Country Music Hall of Fame’s 2022 Medallion Ceremony Was a Study in Grace
Each of the three newest inductees into the Country Music Hall of Fame gave the country music community a chance to dismiss him, but persevered. The two-and-a-half-hour long, Sunday night (Oct. 16) ceremony was a celebration of careers and country music.
It was also an opportunity to reflect on the urge to boil someone down to a single action or quality.
While Jerry Lee Lewis and Keith Whitley were the marquee names receiving their medallions at the CMA Theater, former Sony Music Nashville chairman Joe Galante's Nashville story led, and those unfamiliar with the executive quickly found out he was about as country as a spaceship when he moved to Nashville from New York City. The Hall's voiceover insinuated he may have even resented country music in the early '70s — a time when authenticity mattered ten-fold. Could you imagine the response to someone who didn't know Johnny Cash from Johnny Carson (an exaggeration, to be sure)?

• • • • •

== APPLY WHAT YOU READ ==
1. Copy the medallion ceremony article word for word from "While Jerry Lee" to "to be sure)?".
2. Answer these questions from the medallion ceremony article:
(a) How long did the ceremony last?
(b) At what venue did Jerry Lee Lewis and Keith Whitley receive their medallions?
(c) From which city did Joe Galante move to Nashville?

[Image-grounded pointing data]
• • • • •

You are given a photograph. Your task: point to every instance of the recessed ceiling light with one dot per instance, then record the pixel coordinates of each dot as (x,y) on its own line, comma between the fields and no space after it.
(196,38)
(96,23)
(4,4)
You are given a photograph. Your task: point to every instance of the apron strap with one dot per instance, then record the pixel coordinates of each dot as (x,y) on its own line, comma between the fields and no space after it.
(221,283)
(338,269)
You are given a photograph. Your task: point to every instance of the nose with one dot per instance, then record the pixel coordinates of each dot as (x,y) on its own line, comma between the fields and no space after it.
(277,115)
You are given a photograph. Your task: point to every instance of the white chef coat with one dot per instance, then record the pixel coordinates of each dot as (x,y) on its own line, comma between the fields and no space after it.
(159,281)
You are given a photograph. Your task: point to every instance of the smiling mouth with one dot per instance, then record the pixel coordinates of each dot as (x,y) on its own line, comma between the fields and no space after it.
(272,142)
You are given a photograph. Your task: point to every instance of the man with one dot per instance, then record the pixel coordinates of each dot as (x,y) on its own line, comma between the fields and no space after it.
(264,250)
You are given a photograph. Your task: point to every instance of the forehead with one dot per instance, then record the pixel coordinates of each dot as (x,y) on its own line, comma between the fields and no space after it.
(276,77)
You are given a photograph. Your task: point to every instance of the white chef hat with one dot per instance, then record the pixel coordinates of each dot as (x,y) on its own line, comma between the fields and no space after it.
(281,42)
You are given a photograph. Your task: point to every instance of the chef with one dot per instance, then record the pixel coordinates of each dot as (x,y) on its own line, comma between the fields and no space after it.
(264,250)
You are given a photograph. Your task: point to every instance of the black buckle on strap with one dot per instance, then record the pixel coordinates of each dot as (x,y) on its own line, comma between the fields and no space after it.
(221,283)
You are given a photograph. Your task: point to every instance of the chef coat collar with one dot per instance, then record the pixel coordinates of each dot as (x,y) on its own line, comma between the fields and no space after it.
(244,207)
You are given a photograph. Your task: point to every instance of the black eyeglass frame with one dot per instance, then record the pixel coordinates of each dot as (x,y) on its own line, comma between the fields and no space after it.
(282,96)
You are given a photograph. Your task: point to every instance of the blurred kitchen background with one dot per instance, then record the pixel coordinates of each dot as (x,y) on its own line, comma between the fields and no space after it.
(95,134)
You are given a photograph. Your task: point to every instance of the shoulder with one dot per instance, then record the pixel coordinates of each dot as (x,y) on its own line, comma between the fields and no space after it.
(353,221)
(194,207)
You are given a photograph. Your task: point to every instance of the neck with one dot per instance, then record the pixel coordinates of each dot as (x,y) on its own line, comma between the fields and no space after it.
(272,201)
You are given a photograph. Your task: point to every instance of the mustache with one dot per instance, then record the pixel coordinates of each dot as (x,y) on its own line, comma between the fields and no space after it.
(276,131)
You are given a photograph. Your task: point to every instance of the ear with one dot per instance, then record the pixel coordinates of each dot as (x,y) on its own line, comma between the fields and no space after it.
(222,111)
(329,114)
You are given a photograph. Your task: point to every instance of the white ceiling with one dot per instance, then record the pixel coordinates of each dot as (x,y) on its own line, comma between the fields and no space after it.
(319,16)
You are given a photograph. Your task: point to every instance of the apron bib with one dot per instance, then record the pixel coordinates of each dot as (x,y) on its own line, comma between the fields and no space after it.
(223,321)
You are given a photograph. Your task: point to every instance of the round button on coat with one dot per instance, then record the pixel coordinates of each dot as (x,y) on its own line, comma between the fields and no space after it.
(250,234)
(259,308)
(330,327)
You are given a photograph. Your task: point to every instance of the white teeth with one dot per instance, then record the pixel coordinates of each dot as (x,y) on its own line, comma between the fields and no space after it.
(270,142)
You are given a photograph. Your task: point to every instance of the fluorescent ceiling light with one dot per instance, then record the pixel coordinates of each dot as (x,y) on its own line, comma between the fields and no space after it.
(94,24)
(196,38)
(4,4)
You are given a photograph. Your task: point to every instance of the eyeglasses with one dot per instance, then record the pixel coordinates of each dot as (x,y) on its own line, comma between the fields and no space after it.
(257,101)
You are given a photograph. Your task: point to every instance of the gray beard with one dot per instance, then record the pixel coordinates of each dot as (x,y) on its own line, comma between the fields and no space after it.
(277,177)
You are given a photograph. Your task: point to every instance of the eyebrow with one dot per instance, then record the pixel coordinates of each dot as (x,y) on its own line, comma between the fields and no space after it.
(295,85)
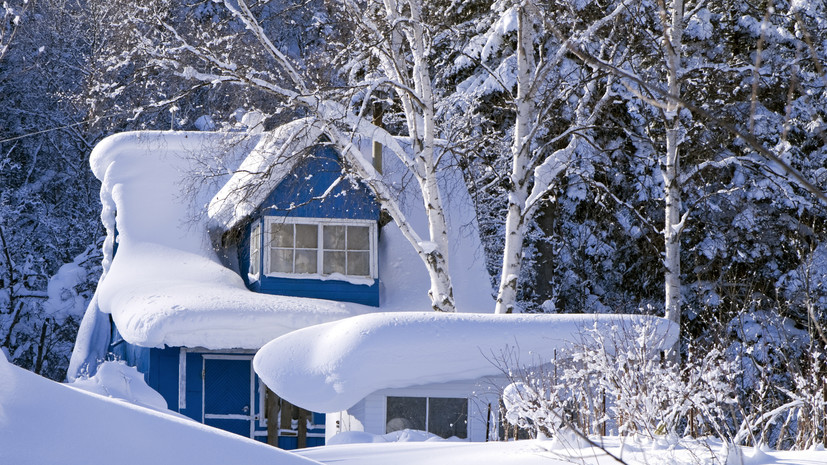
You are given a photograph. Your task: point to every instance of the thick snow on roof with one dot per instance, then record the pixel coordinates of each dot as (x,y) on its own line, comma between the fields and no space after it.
(330,367)
(166,285)
(43,422)
(404,283)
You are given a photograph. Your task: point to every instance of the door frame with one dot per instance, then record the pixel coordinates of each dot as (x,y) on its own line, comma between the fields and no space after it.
(251,418)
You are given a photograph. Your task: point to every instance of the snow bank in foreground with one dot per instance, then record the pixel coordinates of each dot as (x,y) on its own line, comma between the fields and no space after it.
(120,381)
(43,422)
(330,367)
(403,435)
(566,449)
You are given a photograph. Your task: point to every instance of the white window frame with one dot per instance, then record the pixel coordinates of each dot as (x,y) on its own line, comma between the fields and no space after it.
(319,222)
(255,251)
(428,410)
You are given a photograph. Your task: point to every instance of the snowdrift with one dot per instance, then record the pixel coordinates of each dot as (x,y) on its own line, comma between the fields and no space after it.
(43,422)
(330,367)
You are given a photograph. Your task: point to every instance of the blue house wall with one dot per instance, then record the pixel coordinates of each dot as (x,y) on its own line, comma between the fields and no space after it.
(297,196)
(161,373)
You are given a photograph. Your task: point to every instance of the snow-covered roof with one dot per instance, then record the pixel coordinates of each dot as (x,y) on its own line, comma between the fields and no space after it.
(330,367)
(167,286)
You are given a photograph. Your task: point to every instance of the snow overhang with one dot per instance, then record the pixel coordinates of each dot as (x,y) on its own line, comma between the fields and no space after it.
(330,367)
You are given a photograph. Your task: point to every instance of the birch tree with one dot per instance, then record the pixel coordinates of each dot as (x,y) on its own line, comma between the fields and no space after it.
(519,58)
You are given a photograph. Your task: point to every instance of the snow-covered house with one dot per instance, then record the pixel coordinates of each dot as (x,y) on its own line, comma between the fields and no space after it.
(441,373)
(220,242)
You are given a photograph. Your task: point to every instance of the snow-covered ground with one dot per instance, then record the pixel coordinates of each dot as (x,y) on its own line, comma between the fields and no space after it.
(552,452)
(45,423)
(330,367)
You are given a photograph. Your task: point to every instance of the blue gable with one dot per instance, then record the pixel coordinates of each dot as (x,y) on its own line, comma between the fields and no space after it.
(313,192)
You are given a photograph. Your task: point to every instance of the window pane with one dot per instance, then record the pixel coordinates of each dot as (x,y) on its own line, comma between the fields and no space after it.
(306,261)
(334,237)
(358,263)
(448,417)
(281,235)
(358,238)
(281,260)
(405,413)
(334,262)
(255,243)
(307,236)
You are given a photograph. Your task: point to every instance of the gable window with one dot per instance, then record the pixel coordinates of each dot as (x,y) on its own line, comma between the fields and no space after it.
(443,416)
(320,247)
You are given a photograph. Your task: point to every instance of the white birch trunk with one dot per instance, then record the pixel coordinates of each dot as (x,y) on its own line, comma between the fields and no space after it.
(520,160)
(672,227)
(422,129)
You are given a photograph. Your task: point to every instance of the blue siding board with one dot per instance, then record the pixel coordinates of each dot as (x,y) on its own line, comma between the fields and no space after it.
(194,388)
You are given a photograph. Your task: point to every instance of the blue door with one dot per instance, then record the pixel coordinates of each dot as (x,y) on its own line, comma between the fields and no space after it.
(228,393)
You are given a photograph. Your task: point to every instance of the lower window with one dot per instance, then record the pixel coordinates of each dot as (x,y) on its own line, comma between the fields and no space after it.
(443,416)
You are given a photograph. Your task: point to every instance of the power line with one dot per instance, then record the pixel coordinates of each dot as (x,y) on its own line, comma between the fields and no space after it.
(44,131)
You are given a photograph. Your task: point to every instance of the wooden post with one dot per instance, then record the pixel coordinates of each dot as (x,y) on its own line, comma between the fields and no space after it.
(378,112)
(271,403)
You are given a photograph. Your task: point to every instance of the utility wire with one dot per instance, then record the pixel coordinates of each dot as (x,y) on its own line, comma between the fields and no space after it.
(44,131)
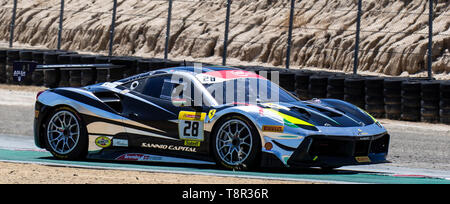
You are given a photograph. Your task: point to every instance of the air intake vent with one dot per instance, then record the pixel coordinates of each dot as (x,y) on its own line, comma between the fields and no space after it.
(111,99)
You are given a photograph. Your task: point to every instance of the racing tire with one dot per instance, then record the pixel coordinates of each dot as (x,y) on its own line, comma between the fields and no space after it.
(236,144)
(66,135)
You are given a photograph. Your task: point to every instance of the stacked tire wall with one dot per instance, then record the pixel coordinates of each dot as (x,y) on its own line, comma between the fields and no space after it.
(390,97)
(444,111)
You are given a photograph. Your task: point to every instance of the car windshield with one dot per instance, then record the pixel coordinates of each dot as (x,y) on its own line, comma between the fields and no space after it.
(248,91)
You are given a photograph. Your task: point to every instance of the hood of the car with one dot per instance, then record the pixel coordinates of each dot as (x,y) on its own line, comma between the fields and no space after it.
(327,113)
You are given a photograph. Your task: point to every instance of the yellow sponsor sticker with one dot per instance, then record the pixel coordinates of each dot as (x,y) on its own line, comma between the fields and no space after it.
(273,128)
(185,115)
(212,113)
(362,159)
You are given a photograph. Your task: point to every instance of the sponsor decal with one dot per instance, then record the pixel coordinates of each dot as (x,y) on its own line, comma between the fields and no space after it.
(103,142)
(273,128)
(169,147)
(362,159)
(291,119)
(191,125)
(138,157)
(361,132)
(192,143)
(212,113)
(120,143)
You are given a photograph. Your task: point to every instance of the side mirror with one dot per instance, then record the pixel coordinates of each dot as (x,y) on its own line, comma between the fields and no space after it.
(186,102)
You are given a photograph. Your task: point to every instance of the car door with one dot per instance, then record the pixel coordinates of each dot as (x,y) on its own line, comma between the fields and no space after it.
(155,119)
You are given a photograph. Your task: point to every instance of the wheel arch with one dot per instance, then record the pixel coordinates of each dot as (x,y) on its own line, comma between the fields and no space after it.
(47,114)
(223,117)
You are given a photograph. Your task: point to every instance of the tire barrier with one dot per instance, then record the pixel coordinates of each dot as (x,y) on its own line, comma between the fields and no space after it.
(88,76)
(65,74)
(287,81)
(393,98)
(354,89)
(3,55)
(51,77)
(11,57)
(430,95)
(318,86)
(374,100)
(38,75)
(335,88)
(444,104)
(102,74)
(411,99)
(27,55)
(302,85)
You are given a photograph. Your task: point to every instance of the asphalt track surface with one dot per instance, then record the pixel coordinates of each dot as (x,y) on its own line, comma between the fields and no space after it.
(420,153)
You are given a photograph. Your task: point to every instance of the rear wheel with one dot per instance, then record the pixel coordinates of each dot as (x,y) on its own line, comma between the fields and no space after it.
(65,135)
(236,144)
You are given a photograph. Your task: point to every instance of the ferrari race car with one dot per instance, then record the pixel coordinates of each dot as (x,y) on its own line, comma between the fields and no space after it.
(215,115)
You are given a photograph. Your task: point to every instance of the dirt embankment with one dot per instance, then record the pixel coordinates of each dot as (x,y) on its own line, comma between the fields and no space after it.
(393,38)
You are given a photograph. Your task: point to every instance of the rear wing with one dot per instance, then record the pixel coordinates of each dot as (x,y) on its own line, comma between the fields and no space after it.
(24,69)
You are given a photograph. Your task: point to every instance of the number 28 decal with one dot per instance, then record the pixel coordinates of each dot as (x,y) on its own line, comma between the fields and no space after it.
(191,125)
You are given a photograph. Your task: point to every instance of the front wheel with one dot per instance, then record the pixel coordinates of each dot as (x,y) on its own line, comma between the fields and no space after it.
(236,144)
(65,135)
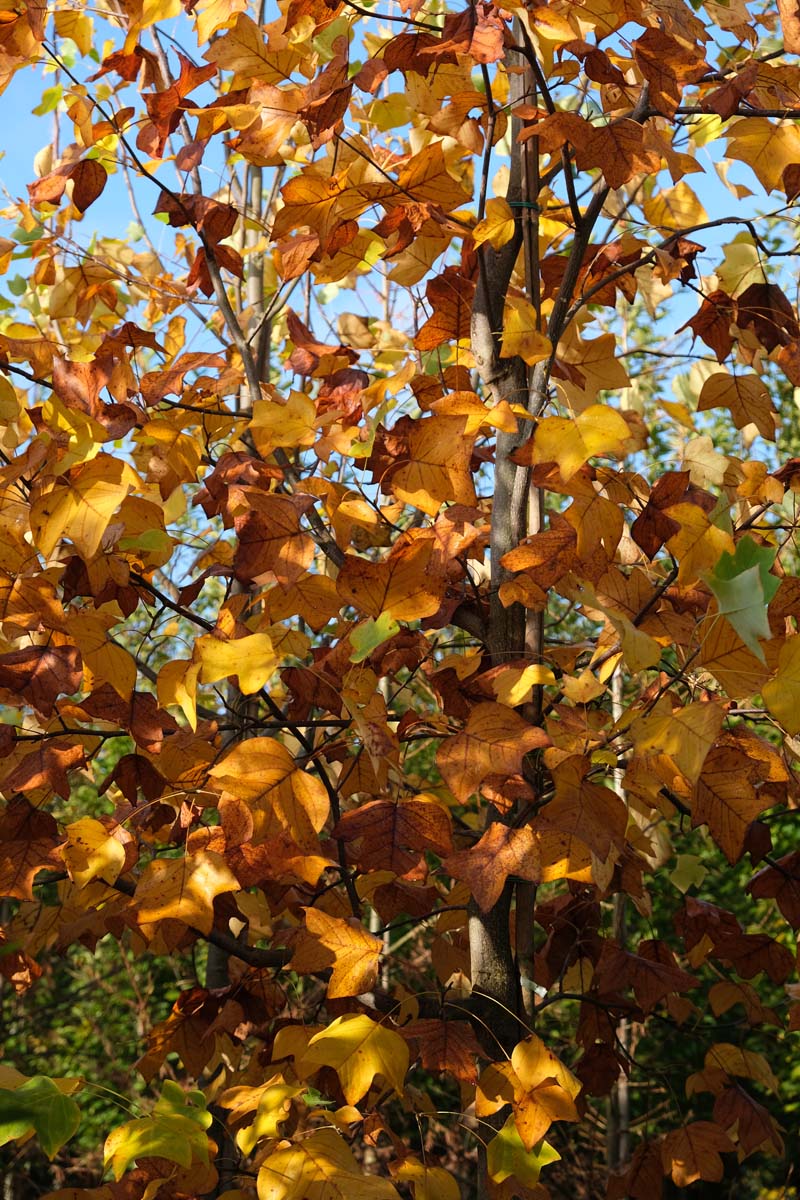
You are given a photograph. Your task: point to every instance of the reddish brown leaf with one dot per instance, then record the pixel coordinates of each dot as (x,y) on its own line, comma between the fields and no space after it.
(41,673)
(28,845)
(46,766)
(445,1045)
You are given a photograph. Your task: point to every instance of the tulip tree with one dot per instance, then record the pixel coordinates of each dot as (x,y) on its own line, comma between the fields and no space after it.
(376,624)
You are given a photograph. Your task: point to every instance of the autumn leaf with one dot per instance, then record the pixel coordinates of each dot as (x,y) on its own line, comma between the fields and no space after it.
(494,741)
(262,786)
(28,845)
(92,852)
(359,1050)
(693,1151)
(782,693)
(746,397)
(386,832)
(82,507)
(182,889)
(41,673)
(319,1164)
(501,851)
(570,442)
(536,1084)
(346,947)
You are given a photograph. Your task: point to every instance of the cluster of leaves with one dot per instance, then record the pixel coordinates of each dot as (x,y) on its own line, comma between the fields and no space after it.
(390,658)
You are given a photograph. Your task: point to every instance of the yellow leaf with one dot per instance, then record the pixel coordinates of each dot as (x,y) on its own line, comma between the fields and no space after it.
(536,1084)
(82,508)
(497,227)
(428,1182)
(507,1158)
(698,544)
(515,685)
(782,694)
(182,889)
(570,443)
(521,335)
(269,1104)
(686,736)
(178,685)
(91,852)
(319,1167)
(250,659)
(359,1049)
(290,424)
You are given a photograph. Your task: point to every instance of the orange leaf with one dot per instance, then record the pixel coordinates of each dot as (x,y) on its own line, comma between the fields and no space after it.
(494,742)
(692,1152)
(342,946)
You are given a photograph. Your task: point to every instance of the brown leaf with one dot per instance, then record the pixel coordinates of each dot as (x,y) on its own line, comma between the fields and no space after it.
(28,845)
(47,766)
(501,851)
(140,714)
(445,1045)
(651,973)
(642,1179)
(726,801)
(386,831)
(755,1128)
(450,295)
(89,179)
(494,742)
(789,13)
(692,1152)
(668,65)
(343,946)
(41,673)
(271,546)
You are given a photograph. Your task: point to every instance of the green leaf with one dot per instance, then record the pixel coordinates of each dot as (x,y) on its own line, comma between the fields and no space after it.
(175,1129)
(40,1107)
(50,97)
(506,1157)
(371,634)
(744,587)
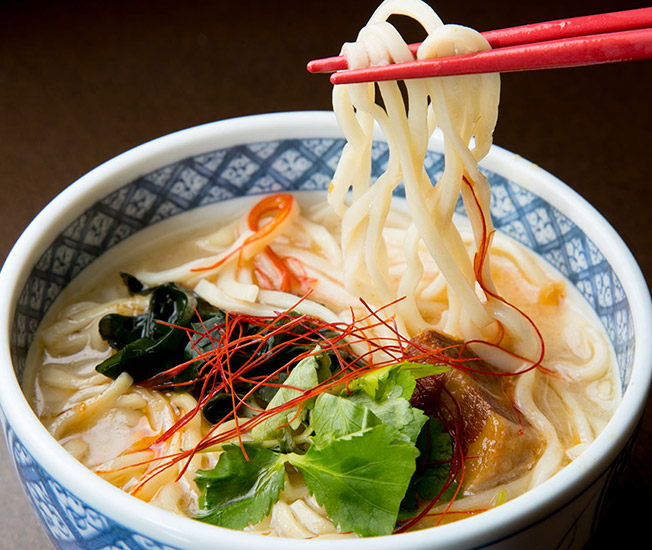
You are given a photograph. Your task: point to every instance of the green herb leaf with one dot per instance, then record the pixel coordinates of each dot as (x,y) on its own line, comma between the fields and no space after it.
(396,412)
(396,380)
(334,417)
(360,479)
(239,492)
(433,468)
(304,376)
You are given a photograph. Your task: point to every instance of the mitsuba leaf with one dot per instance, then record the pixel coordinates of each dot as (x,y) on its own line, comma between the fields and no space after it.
(397,380)
(240,490)
(333,417)
(360,479)
(396,412)
(305,375)
(433,468)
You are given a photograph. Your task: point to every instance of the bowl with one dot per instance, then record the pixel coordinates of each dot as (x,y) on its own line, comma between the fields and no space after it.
(299,151)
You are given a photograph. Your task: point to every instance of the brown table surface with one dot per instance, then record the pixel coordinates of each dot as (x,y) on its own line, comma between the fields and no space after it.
(81,82)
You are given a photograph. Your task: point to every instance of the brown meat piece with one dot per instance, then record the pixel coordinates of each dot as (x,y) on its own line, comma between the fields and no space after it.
(498,443)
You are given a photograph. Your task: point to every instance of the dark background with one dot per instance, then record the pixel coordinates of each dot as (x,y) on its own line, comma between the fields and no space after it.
(81,82)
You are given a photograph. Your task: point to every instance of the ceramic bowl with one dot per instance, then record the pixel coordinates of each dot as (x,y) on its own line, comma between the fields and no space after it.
(299,151)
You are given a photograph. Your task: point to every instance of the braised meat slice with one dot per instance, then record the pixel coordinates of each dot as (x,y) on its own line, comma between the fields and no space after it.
(498,443)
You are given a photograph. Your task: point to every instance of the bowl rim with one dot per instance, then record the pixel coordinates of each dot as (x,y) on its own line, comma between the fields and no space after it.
(174,530)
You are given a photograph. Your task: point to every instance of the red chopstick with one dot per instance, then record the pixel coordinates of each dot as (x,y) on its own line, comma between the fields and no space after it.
(553,44)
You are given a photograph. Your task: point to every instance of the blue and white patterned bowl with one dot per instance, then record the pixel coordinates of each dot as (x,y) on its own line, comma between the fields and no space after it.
(299,151)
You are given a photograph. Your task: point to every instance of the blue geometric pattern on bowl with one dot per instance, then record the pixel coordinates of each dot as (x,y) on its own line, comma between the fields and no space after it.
(306,164)
(68,521)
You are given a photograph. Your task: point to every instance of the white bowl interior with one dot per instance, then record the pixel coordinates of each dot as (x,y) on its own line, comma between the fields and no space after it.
(298,151)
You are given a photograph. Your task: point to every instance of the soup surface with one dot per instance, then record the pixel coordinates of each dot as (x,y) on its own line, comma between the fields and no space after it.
(457,434)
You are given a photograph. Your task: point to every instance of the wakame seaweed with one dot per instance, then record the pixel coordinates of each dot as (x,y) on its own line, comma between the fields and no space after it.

• • • • •

== TASK-BY-TASK SOLUTIONS ==
1.
While Jerry Lee Lewis and Keith Whitley were the marquee names receiving their medallions at the CMA Theater, former Sony Music Nashville chairman Joe Galante's Nashville story led, and those unfamiliar with the executive quickly found out he was about as country as a spaceship when he moved to Nashville from New York City. The Hall's voiceover insinuated he may have even resented country music in the early '70s — a time when authenticity mattered ten-fold. Could you imagine the response to someone who didn't know Johnny Cash from Johnny Carson (an exaggeration, to be sure)?

2.
(a) Two and a half hours
(b) The CMA Theater
(c) New York City